# Text:
___
Genome Sequencing Of SARS-CoV-2 Variants

In News

The Government of India (GoI) has notified the genome sequencing of 5% of the COVID positive cases and to maintain a record of it.

About

  • The work began in January by sequencing samples of people who had a history of travel from the United Kingdom and a proportion of positive samples in the community.
  • The institutes involved in the Indian SARS-CoV-2 Genomics Consortium (INSACOG) have expertise in genome sequencing.
  • A new variant, which was found in the UK, is defined by multiple mutations in the Spike region, as well as mutations in other genomic regions. 
  • As per Department of Biotechnology (DBT), these mutations are rapidly increasing the number of variants of the virus and are more transmissible than previous ones.

Findings of DBT

  • The DBT has identified “foreign” variants namely the B.1.1.7 (first identified in the United Kingdom) and the B.1.351 (first found in South Africa) and a small number of P2 variants (from Brazil). 
  • Various labs have verified the presence of ‘double mutant’ variant B.1.617 (primarily due to two mutations E484Q and L452R – on the spike protein) in India. 
  • B.1.617 was marked as an international ‘variant of concern’ but there is no evidence yet to show that the variant is associated with increased disease severity. 
  • INSACOG labs also found that the B.1.1.7 variant, marked by increased infectivity, is distinctly more prevalent in several northern and central Indian States.

Genome Sequencing

  • A genome is a complete set of genetic instructions which are present in an organism in its DNA. Sequencing is the sequence of occurrences of the four nucleotide bases i.e., adenine (A), cytosine (C), guanine (G), and thymine (T)
  • The human genome is made up of over 3 billion of these genetic letters. The whole genome can’t be sequenced all at once because available methods of DNA sequencing can only handle short stretches of DNA at a time.
  • While human genomes are made of DNA (Deoxyribonucleic acid), a virus genome can be made of either DNA or RNA (Ribonucleic acid). Coronavirus is made of RNA. Every organism has a unique genome sequence. 
  • Genome sequencing is a technique that reads and interprets genetic information found within DNA or RNA.

Approaches for Genome Sequencing

  • There are two approaches to the task of cutting up the genome and putting it back together again. 
  • The “clone-by-clone” approach involves first breaking the genome up into relatively large chunks, called clones, about 150,000 base pairs (bp) long. Scientists use genome mapping techniques to figure out where in the genome each clone belongs. 
  • Next they cut each clone into smaller, overlapping pieces the right size for sequencing—about 500 BP each. Finally, they sequence the pieces and use the overlaps to reconstruct the sequence of the whole clone.
___
# Entries shown:
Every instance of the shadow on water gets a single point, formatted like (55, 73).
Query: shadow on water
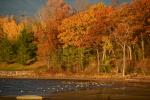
(74, 90)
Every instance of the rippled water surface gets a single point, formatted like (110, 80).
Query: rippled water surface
(73, 89)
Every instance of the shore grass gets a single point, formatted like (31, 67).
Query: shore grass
(19, 67)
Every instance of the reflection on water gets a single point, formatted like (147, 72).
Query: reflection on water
(81, 90)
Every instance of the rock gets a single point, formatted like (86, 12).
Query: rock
(29, 97)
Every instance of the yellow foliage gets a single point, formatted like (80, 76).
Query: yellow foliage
(11, 28)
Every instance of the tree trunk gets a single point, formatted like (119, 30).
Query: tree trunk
(104, 55)
(130, 53)
(124, 60)
(143, 53)
(98, 62)
(81, 58)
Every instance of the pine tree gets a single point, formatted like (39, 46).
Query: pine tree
(26, 48)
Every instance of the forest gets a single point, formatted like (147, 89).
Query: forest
(97, 38)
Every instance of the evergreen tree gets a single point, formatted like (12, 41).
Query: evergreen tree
(6, 50)
(26, 48)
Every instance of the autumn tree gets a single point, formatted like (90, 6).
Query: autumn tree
(46, 29)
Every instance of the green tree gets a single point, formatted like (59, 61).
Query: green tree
(26, 48)
(6, 50)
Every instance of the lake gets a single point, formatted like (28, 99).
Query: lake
(74, 89)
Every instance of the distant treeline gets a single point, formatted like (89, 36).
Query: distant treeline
(98, 39)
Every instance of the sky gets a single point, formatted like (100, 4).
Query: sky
(28, 7)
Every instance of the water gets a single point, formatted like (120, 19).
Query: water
(73, 89)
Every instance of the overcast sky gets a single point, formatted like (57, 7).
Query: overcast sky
(27, 7)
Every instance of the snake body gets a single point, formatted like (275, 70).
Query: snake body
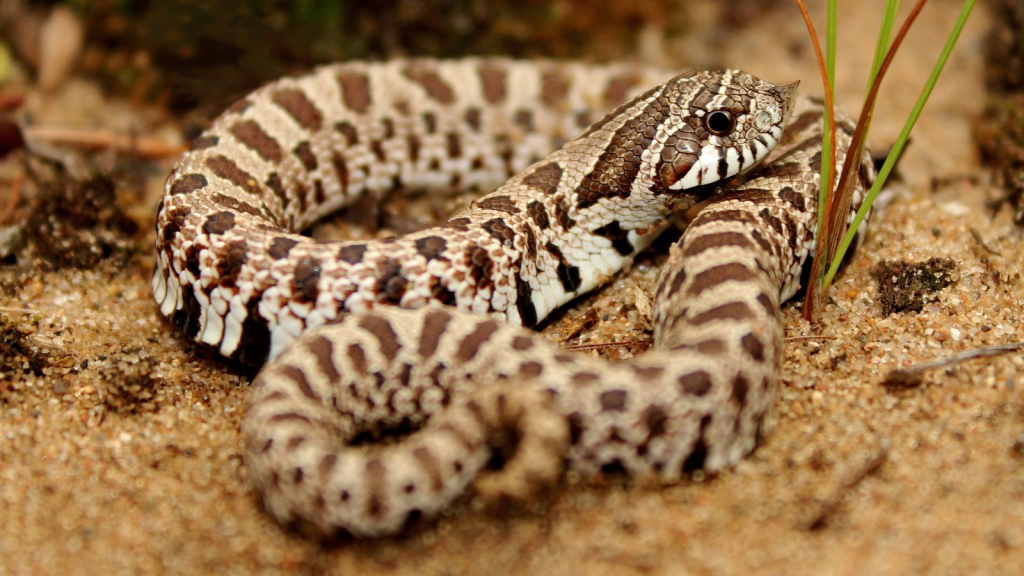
(233, 274)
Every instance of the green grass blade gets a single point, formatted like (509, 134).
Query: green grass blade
(885, 33)
(900, 141)
(826, 135)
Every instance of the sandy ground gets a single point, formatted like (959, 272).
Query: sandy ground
(855, 479)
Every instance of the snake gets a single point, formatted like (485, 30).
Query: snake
(399, 372)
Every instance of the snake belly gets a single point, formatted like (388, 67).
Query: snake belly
(232, 273)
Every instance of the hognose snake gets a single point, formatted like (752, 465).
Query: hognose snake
(232, 273)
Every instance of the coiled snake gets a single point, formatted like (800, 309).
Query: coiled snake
(232, 274)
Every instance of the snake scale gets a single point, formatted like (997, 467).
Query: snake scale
(347, 362)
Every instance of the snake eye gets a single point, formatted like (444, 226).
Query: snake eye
(720, 123)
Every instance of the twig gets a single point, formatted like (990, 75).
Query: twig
(912, 375)
(98, 139)
(839, 205)
(608, 344)
(829, 108)
(10, 101)
(828, 505)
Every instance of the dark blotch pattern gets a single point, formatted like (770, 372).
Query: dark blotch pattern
(431, 246)
(544, 178)
(472, 342)
(306, 277)
(695, 383)
(354, 90)
(304, 153)
(433, 84)
(385, 335)
(613, 401)
(219, 222)
(539, 214)
(281, 247)
(754, 346)
(252, 136)
(188, 183)
(619, 237)
(568, 276)
(352, 253)
(295, 103)
(227, 169)
(500, 203)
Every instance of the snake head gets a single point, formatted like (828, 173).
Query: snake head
(718, 125)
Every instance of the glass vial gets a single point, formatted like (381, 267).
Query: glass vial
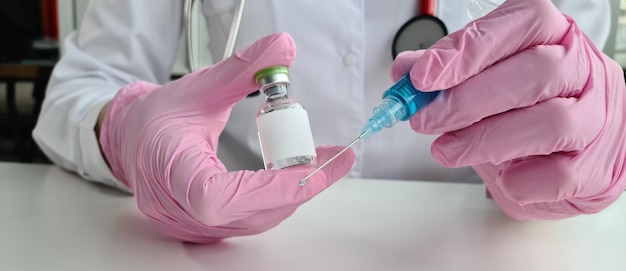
(282, 123)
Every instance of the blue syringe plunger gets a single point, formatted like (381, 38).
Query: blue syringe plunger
(400, 103)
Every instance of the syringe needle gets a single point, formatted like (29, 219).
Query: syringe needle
(303, 181)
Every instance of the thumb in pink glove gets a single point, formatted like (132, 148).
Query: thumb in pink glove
(161, 141)
(531, 104)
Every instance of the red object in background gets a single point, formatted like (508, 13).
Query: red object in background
(49, 19)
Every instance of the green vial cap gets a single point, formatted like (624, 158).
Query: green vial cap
(270, 71)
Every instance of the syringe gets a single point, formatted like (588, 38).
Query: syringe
(400, 103)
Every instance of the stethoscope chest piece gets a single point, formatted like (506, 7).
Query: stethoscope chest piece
(421, 32)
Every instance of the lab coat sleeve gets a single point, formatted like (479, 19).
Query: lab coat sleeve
(119, 42)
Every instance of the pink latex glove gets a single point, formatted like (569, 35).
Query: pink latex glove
(531, 104)
(161, 141)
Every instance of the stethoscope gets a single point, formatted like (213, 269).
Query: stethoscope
(420, 32)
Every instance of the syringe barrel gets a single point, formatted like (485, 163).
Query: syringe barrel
(411, 98)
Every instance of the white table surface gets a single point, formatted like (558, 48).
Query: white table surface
(53, 220)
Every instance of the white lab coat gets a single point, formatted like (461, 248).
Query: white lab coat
(341, 68)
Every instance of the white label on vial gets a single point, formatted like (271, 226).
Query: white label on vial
(285, 133)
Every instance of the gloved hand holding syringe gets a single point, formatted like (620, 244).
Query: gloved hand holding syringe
(400, 103)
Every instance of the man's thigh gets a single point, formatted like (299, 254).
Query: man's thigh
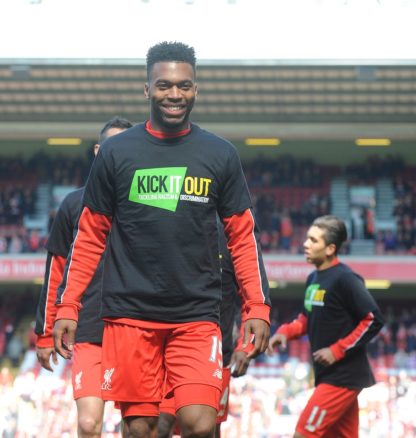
(326, 407)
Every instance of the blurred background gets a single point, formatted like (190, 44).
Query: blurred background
(319, 97)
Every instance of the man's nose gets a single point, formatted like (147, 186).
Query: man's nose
(174, 93)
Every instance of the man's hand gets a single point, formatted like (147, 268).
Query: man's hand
(324, 356)
(275, 340)
(239, 363)
(44, 355)
(261, 331)
(64, 337)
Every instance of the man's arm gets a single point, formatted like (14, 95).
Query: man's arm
(46, 310)
(286, 332)
(367, 328)
(85, 254)
(243, 244)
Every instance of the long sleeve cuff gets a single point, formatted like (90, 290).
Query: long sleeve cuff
(337, 351)
(44, 341)
(67, 311)
(258, 311)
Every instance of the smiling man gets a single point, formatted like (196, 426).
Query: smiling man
(340, 317)
(159, 188)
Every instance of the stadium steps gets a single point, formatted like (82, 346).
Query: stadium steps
(39, 220)
(362, 247)
(339, 196)
(384, 205)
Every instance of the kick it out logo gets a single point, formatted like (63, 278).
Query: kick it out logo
(314, 296)
(163, 187)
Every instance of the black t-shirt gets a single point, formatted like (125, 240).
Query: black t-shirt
(336, 300)
(162, 260)
(90, 326)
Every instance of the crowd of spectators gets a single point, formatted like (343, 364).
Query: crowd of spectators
(264, 403)
(288, 193)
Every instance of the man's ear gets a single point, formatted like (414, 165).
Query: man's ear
(331, 249)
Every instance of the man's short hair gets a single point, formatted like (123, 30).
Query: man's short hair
(168, 51)
(334, 230)
(115, 122)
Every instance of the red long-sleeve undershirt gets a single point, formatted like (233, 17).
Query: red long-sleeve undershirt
(53, 279)
(242, 245)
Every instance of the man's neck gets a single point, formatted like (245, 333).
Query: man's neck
(164, 134)
(328, 263)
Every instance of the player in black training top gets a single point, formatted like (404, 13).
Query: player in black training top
(155, 191)
(235, 357)
(86, 365)
(340, 317)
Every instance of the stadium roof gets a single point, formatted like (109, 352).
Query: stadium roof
(300, 69)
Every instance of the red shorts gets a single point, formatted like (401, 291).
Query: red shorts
(167, 405)
(134, 361)
(332, 411)
(86, 370)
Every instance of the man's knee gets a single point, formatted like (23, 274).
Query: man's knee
(197, 421)
(165, 425)
(89, 426)
(140, 427)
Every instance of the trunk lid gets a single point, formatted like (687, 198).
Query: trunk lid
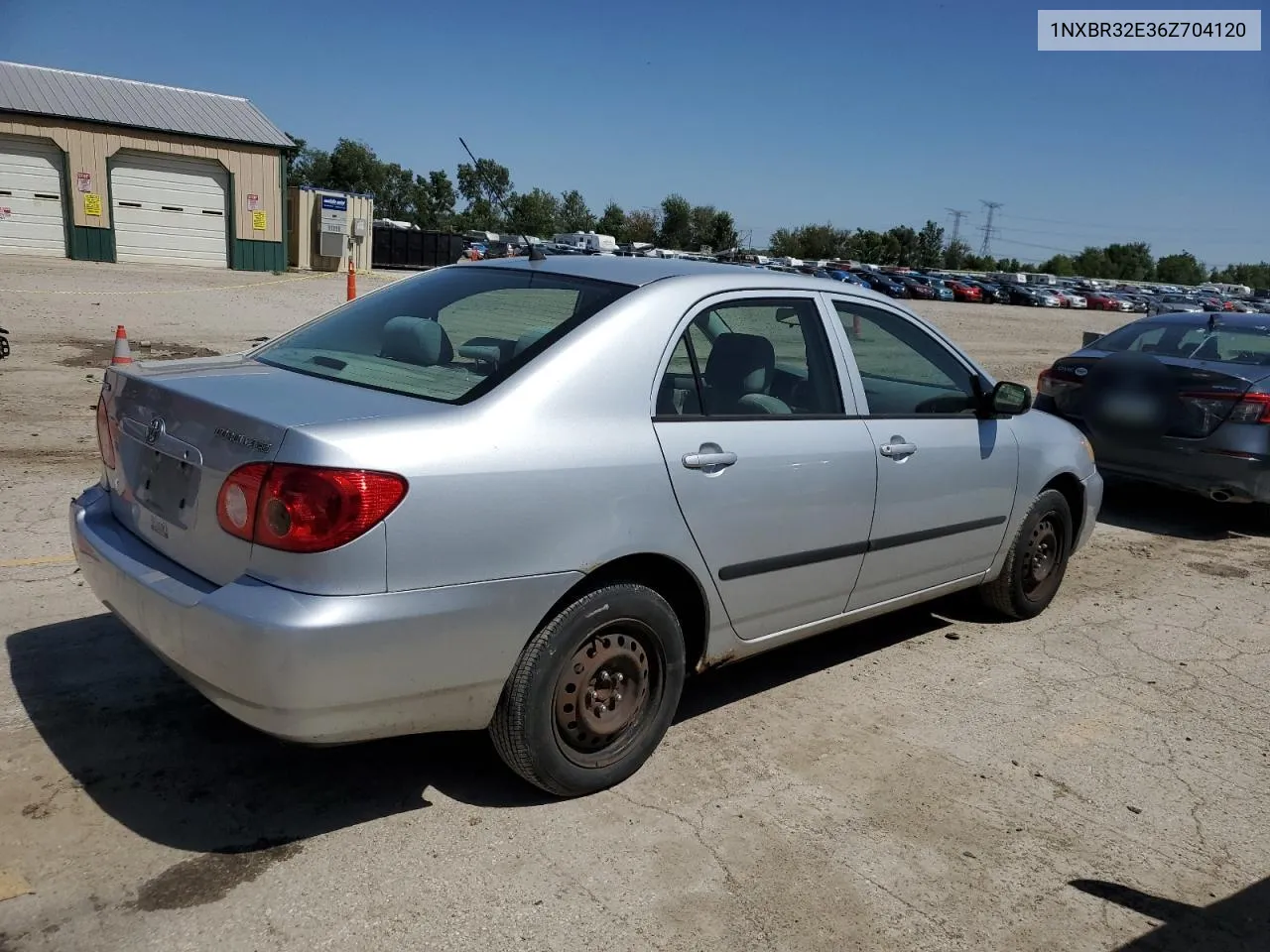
(181, 426)
(1206, 391)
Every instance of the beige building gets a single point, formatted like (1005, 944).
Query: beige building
(113, 171)
(321, 222)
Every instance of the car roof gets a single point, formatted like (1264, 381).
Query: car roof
(1225, 318)
(638, 272)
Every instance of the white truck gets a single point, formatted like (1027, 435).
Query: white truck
(587, 241)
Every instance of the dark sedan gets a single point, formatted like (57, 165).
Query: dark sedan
(915, 287)
(883, 284)
(1182, 400)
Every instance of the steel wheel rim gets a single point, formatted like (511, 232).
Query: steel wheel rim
(1042, 556)
(607, 693)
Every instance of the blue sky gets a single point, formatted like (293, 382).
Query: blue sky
(783, 113)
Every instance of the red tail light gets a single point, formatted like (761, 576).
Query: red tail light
(1248, 408)
(104, 438)
(305, 508)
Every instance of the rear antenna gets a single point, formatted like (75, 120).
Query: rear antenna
(535, 252)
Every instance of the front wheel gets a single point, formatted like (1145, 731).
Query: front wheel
(1037, 561)
(593, 692)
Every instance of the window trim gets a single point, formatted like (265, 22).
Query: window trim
(485, 386)
(837, 365)
(857, 384)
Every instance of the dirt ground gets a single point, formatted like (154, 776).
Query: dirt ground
(1091, 779)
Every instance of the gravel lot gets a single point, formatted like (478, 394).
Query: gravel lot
(1091, 779)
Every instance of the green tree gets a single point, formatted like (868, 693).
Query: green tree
(676, 230)
(437, 206)
(867, 246)
(1130, 262)
(574, 214)
(929, 246)
(902, 243)
(356, 168)
(1092, 263)
(535, 212)
(1058, 266)
(722, 234)
(1182, 268)
(701, 226)
(612, 221)
(783, 244)
(643, 226)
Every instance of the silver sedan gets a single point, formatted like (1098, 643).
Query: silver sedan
(534, 497)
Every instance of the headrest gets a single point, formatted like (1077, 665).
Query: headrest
(742, 363)
(416, 340)
(529, 339)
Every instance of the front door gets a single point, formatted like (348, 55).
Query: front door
(774, 477)
(947, 479)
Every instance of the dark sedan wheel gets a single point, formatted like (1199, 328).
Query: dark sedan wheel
(593, 692)
(1037, 561)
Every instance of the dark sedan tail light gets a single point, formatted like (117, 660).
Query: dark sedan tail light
(1247, 408)
(305, 508)
(1055, 382)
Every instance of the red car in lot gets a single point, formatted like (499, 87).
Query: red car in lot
(964, 293)
(1097, 301)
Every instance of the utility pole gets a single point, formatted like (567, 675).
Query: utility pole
(985, 248)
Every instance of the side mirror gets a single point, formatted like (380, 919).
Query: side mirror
(1010, 399)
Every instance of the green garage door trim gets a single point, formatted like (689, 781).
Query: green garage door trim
(245, 254)
(258, 257)
(82, 241)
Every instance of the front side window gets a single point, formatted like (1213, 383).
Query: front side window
(752, 357)
(906, 371)
(448, 335)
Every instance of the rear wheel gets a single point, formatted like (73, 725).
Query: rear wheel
(593, 692)
(1037, 560)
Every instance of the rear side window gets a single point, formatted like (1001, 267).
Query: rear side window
(1243, 344)
(448, 335)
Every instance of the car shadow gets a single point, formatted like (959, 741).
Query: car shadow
(1164, 512)
(169, 766)
(1237, 923)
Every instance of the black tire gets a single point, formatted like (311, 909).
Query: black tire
(1037, 560)
(616, 635)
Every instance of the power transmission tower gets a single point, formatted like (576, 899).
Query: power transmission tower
(956, 223)
(985, 248)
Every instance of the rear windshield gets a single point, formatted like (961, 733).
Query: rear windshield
(1246, 344)
(448, 335)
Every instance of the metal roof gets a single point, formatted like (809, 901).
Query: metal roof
(79, 95)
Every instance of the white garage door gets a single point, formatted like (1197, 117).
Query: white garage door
(169, 209)
(31, 198)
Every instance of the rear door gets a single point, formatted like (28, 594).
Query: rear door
(947, 480)
(772, 470)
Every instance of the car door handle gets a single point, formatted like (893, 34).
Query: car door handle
(707, 461)
(897, 448)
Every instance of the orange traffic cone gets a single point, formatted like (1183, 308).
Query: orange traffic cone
(122, 354)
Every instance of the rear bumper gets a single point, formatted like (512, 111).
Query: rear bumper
(1092, 486)
(1191, 466)
(314, 667)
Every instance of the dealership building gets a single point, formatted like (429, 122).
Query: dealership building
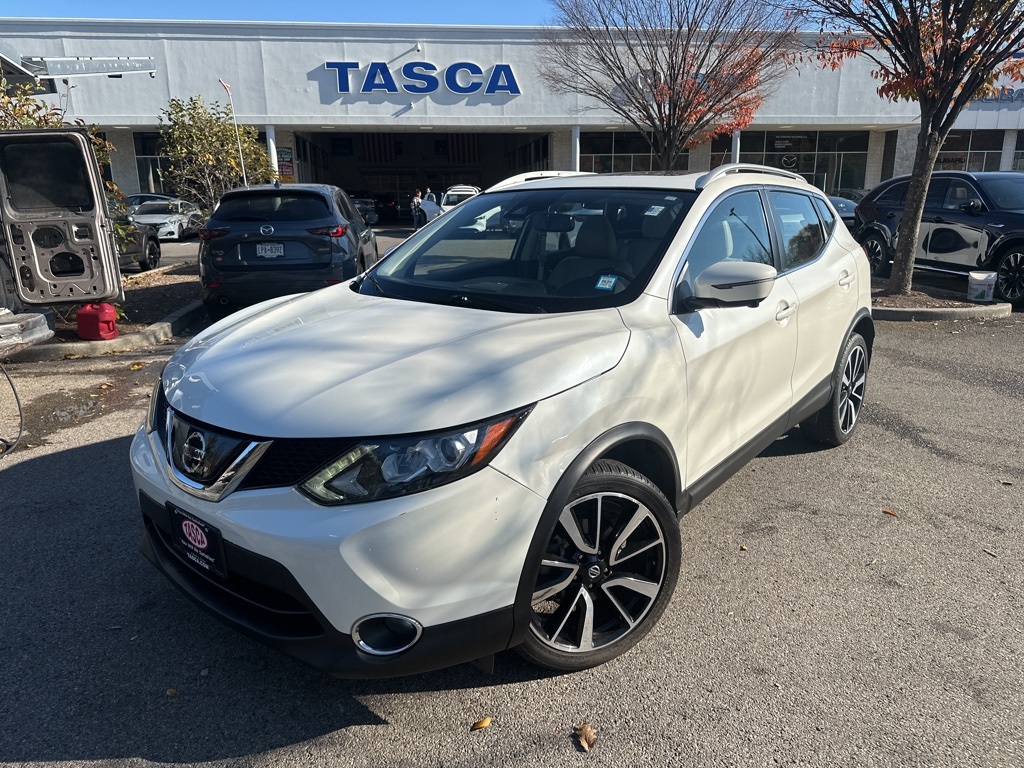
(389, 109)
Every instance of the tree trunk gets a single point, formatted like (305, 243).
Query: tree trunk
(929, 143)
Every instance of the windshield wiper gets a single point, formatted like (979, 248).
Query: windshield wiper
(461, 299)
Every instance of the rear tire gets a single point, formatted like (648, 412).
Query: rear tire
(607, 571)
(152, 258)
(837, 421)
(878, 254)
(1010, 275)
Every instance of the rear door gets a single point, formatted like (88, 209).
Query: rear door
(57, 241)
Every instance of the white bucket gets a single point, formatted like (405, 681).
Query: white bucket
(980, 286)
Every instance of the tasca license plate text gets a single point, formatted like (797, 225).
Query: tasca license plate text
(270, 250)
(198, 541)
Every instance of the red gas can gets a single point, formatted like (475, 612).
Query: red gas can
(97, 322)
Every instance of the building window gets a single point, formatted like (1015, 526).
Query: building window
(622, 152)
(151, 164)
(971, 151)
(829, 160)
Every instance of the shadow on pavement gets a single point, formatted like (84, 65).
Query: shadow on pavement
(104, 659)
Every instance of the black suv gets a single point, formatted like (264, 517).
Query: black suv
(971, 221)
(264, 242)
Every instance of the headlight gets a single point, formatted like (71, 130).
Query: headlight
(395, 466)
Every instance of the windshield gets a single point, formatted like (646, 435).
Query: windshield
(158, 208)
(537, 250)
(1006, 192)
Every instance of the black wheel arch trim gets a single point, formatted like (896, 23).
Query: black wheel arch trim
(599, 449)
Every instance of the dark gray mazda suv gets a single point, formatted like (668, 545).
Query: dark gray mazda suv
(263, 242)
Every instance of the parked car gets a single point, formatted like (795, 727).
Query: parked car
(366, 205)
(486, 442)
(173, 218)
(134, 201)
(136, 243)
(456, 195)
(263, 242)
(972, 221)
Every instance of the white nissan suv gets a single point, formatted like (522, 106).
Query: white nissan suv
(486, 440)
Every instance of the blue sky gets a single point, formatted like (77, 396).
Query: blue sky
(524, 12)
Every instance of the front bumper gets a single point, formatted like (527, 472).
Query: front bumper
(299, 574)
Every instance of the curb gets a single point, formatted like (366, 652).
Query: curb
(158, 332)
(943, 313)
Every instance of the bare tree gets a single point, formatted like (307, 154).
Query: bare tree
(940, 53)
(680, 71)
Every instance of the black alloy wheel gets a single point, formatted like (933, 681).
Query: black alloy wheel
(607, 572)
(878, 255)
(836, 422)
(152, 258)
(1010, 275)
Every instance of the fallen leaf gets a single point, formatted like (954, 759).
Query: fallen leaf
(586, 734)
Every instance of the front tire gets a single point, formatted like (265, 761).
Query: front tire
(607, 571)
(1010, 275)
(837, 421)
(878, 255)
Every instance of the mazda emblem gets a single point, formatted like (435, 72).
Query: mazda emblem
(194, 452)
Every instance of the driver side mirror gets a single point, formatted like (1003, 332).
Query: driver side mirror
(729, 284)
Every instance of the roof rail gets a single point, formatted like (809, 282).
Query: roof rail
(724, 170)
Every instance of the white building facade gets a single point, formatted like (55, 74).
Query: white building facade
(387, 109)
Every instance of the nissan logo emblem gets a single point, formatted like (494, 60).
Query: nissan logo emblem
(194, 453)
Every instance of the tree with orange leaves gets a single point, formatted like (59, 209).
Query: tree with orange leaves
(680, 71)
(940, 53)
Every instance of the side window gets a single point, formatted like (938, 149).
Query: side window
(799, 227)
(893, 196)
(826, 216)
(735, 230)
(957, 194)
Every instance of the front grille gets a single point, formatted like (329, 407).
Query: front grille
(288, 462)
(257, 592)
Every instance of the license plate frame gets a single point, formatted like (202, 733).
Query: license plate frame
(188, 534)
(269, 250)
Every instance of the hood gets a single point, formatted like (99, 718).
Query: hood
(339, 364)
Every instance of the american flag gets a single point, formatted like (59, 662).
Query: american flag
(464, 148)
(378, 147)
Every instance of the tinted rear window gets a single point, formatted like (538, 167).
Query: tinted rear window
(286, 207)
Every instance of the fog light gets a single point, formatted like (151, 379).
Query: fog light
(386, 634)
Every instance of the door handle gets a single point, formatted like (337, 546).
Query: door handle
(785, 310)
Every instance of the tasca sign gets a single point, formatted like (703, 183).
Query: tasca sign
(464, 78)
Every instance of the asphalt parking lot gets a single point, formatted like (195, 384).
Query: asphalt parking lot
(858, 606)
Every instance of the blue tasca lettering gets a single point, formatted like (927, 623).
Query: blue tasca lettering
(342, 68)
(421, 81)
(502, 81)
(378, 78)
(452, 78)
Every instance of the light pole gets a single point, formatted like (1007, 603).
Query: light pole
(242, 160)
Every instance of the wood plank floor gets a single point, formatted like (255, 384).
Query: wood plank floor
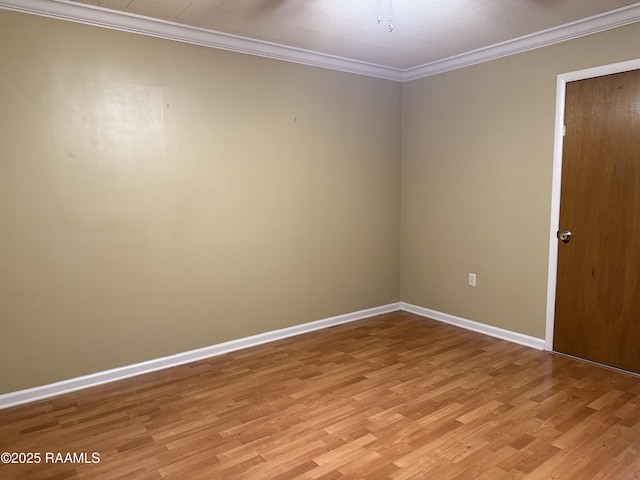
(391, 397)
___
# Explore the material:
1. Revise the genome sequencing text, everything from "Genome Sequencing Of SARS-CoV-2" down to "record of it.", so that "COVID" becomes "COVID-19".
2. In one to three sentences, explain why the genome sequencing text says the whole human genome can't be sequenced all at once.

# Task responses:
1.
Genome Sequencing Of SARS-CoV-2 Variants

In News

The Government of India (GoI) has notified the genome sequencing of 5% of the COVID-19 positive cases and to maintain a record of it.

2. The whole genome can't be sequenced at once because the available DNA sequencing methods can only handle short stretches of DNA at a time. The human genome is made up of over 3 billion genetic letters.